Exercise description: This exercise needs all of the entries set down again, exactly as they read.

Record set:
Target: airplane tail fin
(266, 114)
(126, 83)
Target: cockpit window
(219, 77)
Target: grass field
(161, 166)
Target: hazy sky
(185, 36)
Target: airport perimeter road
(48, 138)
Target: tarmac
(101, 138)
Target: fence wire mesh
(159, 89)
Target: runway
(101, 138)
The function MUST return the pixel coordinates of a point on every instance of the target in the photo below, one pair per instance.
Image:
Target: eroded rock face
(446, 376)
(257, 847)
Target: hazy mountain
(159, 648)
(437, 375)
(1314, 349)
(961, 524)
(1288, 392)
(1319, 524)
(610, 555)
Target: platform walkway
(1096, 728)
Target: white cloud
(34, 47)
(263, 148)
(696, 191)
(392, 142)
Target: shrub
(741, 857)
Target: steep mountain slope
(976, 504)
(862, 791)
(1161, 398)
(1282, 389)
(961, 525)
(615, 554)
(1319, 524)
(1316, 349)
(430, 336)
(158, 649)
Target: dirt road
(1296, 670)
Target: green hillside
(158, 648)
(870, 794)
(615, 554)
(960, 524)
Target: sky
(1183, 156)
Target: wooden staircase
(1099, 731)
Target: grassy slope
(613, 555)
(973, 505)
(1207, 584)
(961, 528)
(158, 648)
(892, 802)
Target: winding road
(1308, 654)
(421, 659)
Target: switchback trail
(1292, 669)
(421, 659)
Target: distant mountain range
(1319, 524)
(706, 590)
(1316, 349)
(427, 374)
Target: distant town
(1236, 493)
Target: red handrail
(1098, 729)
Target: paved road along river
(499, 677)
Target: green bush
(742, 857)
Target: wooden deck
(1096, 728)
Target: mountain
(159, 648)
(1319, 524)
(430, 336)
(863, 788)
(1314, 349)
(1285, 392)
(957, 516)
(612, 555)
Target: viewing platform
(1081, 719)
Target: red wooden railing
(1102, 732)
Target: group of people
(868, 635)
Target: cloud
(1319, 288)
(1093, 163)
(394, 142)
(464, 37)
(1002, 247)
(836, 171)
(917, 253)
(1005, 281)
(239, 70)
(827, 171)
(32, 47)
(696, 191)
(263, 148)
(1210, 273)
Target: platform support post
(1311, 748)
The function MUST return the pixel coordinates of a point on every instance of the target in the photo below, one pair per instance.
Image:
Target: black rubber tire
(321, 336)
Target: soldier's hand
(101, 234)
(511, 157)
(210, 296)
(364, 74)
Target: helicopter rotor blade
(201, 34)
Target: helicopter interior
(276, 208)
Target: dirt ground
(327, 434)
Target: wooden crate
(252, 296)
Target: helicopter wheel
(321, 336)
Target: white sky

Response below:
Target: airplane tail fin
(266, 114)
(126, 83)
Target: cockpit window
(219, 77)
Target: grass field
(161, 166)
Target: hazy sky
(185, 36)
Target: airport perimeter road
(48, 138)
Target: tarmac
(101, 138)
Target: fence wire mesh
(159, 89)
Target: runway
(101, 138)
The function MUST return the pixel coordinates of a point on every instance of the target in the photo below, one pair per instance.
Image:
Target: eroded rock face
(446, 376)
(257, 847)
Target: hazy mountain
(159, 648)
(437, 375)
(1314, 349)
(961, 524)
(1288, 392)
(1319, 524)
(610, 555)
Target: platform walkway
(1096, 728)
Target: white cloud
(34, 47)
(263, 148)
(696, 191)
(392, 142)
Target: shrub
(741, 857)
Target: steep mountain slope
(976, 504)
(862, 791)
(1161, 398)
(1282, 389)
(961, 525)
(615, 554)
(1319, 524)
(1316, 349)
(430, 336)
(158, 649)
Target: dirt road
(1296, 670)
Target: green hillside
(158, 648)
(870, 794)
(615, 554)
(960, 524)
Target: sky
(1183, 156)
Target: wooden staircase
(1099, 731)
Target: grassy slope
(613, 555)
(973, 505)
(1207, 584)
(961, 528)
(158, 648)
(892, 802)
Target: winding road
(1308, 654)
(421, 659)
Target: switchback trail
(1292, 669)
(421, 659)
Target: distant mountain range
(1319, 524)
(706, 590)
(1316, 349)
(427, 374)
Target: distant town
(1236, 493)
Target: red handrail
(1098, 729)
Target: paved road along river
(499, 677)
Target: green bush
(742, 857)
Target: wooden deck
(1096, 728)
Target: mountain
(159, 648)
(1319, 524)
(430, 336)
(863, 788)
(1314, 349)
(1285, 392)
(957, 516)
(612, 555)
Target: viewing platform
(1081, 719)
Target: red wooden railing
(1102, 732)
Target: group of people
(868, 635)
Target: cloud
(1319, 288)
(1093, 163)
(394, 142)
(464, 37)
(1002, 247)
(836, 171)
(917, 253)
(1005, 281)
(239, 70)
(827, 171)
(32, 47)
(696, 191)
(263, 148)
(1210, 273)
Target: platform support post
(1311, 748)
The function MUST return the pixel coordinates of a point on every instance of the target in the photo below, one pair per instance.
Image:
Target: black rubber tire
(321, 336)
Target: soldier's hand
(101, 234)
(511, 157)
(210, 296)
(364, 74)
Target: helicopter rotor blade
(201, 34)
Target: helicopter interior
(276, 208)
Target: dirt ground
(327, 434)
Target: wooden crate
(252, 296)
Target: helicopter wheel
(321, 336)
Target: white sky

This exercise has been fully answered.